* YOUR TASK
Could you rewrite all of the records below as a numbered list, with blank lines dropped and the pictures left out?

──────── DATA SECTION ────────

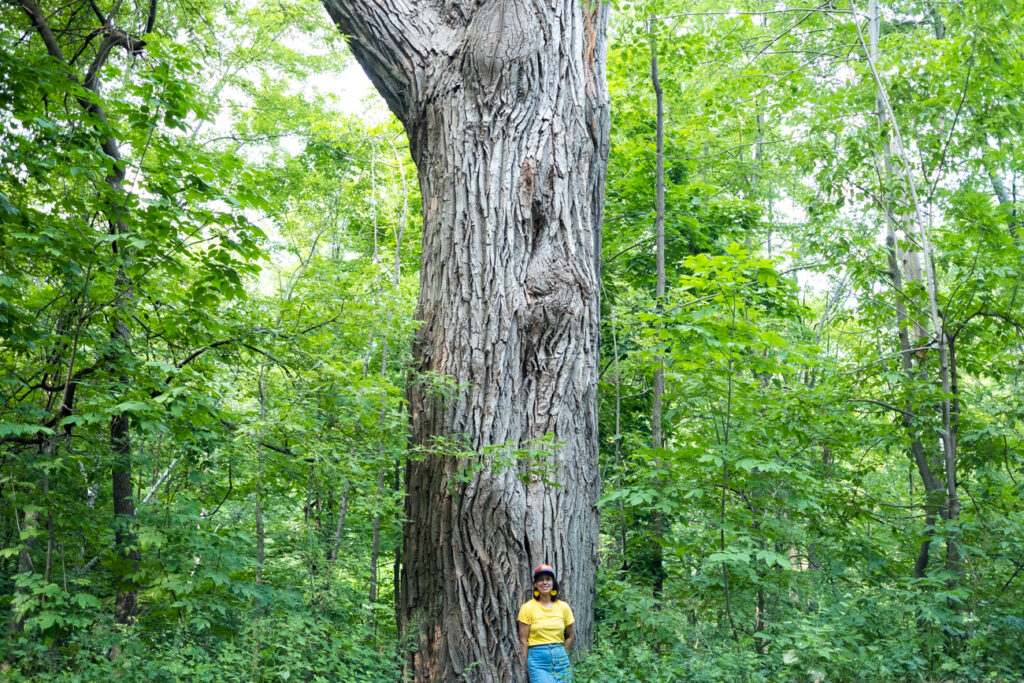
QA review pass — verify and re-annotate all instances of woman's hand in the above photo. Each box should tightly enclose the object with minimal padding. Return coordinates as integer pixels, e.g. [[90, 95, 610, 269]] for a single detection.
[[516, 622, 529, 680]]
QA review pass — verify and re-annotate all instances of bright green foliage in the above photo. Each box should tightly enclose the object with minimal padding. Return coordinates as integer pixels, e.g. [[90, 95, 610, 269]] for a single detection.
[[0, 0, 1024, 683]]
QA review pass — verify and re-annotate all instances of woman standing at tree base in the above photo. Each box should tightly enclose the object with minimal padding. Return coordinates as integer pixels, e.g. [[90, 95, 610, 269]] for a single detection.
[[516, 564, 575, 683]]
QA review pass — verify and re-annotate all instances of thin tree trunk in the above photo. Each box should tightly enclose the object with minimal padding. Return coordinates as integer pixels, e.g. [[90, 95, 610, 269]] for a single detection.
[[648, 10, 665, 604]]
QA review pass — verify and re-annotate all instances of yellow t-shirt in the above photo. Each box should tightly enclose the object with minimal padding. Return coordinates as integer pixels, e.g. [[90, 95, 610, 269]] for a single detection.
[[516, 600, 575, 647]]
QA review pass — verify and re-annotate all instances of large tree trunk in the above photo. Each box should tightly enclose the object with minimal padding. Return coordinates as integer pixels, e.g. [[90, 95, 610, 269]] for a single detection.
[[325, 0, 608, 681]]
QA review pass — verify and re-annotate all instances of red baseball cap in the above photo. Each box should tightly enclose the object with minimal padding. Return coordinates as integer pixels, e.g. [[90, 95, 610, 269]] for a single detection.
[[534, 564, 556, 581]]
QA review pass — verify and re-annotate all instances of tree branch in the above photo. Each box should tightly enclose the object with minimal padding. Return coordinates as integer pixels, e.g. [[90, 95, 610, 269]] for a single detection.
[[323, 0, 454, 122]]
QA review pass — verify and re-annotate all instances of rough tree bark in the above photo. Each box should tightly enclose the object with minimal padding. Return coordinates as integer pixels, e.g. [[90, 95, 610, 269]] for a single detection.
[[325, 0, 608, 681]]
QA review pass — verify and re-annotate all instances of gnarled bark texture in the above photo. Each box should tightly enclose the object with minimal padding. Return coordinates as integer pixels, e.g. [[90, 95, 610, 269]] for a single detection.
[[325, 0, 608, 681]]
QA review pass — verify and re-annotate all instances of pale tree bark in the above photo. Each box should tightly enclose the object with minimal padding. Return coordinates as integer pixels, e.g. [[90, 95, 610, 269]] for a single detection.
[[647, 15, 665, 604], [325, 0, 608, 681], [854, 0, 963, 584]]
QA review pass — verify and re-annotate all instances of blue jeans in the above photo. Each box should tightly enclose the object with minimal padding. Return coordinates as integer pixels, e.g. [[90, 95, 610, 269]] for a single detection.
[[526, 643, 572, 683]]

────────

* THE RESPONSE
1. QA review pass — verify and re-annotate all instances of woman's hand in the above photo. Each box should tightly enclose the object with minimal padding. Return coordinates as integer pixels, e.g. [[90, 95, 610, 269]] for a single detection.
2. [[516, 622, 529, 680]]
3. QA review pass — verify and re-annotate all instances of bright green foliage in the above photo. Each box should tightly enclose the object with minimal padding. Return coordinates as integer pixels, e.g. [[90, 95, 610, 269]] for a single detection.
4. [[0, 0, 1024, 683]]
5. QA review pass — verify and re-annotate all instances of woman standing at tree base in the above photo. Each box should tightly enclose the object with minimal padding. Return coordinates as integer pixels, e.g. [[90, 95, 610, 269]] for a single detection.
6. [[516, 564, 575, 683]]
7. QA review pass — verify and re-annotate all instances of thin tree trunk in the above photo. Each box should tightly enclose the object with minimal padding. Return coordinates as integer pixels, e.g. [[90, 95, 610, 269]] for a single detection.
8. [[648, 10, 665, 604]]
9. QA review pass — verify and re-annotate all instances of yellow t-shirt in the above photo. Each box should tightly enclose the object with minimal padding. Return coordinates as integer pixels, e.g. [[90, 95, 610, 269]] for a single detection.
10. [[516, 600, 575, 647]]
11. QA review pass — verify and re-annotate all instances of large tree trunk in the above photo. Each box should tightly enclose the object with minimal padding. Return coordinates as integer pixels, e.g. [[90, 95, 610, 269]] for a single detection.
12. [[325, 0, 608, 681]]
13. QA review pass — verify and re-annotate all instances of red baseball cap in the above photo. Each box should tightly enclose the object with minimal padding. Return coordinates as integer pixels, e.g. [[90, 95, 610, 269]] for a single detection.
14. [[534, 564, 556, 581]]
15. QA review pass — verify and re-annotate all instances of tree branch in the above photo. Each box should tightly enclose the object with minimal padding. Return coordinates as integer pixels, e.g. [[90, 95, 610, 269]] for a single detection.
16. [[323, 0, 454, 122]]
17. QA review pass — verify and re-annotate all instances of rough tree bark in the above photo. Each box should tightly enclose the object with minimal padding. Return coordinates as integer pixels, e.g. [[90, 95, 610, 269]] for a single detection.
18. [[325, 0, 608, 681]]
19. QA review pass — verify and re-annotate all instances of gnarled bark texture in the above photo. Each box should tightly enclose the object with minimal padding. Return coordinates as integer pixels, e.g. [[90, 95, 610, 269]] for a single detection.
20. [[325, 0, 608, 681]]
21. QA review pass — verify and re-annotate all instances of pale tree bark in the above photo. Each box should tightly enclose the object with minimal padding. Return coordinates as integer pixels, e.g. [[90, 95, 610, 269]] for a single detection.
22. [[647, 15, 665, 604], [325, 0, 608, 681], [854, 0, 963, 584]]
23. QA review pass — verify and re-annotate all instances of blue jeans in the above photo. Each box should tightly enclose the object with minimal padding. Return coordinates as integer pixels, e.g. [[90, 95, 610, 269]] for a single detection.
24. [[526, 643, 572, 683]]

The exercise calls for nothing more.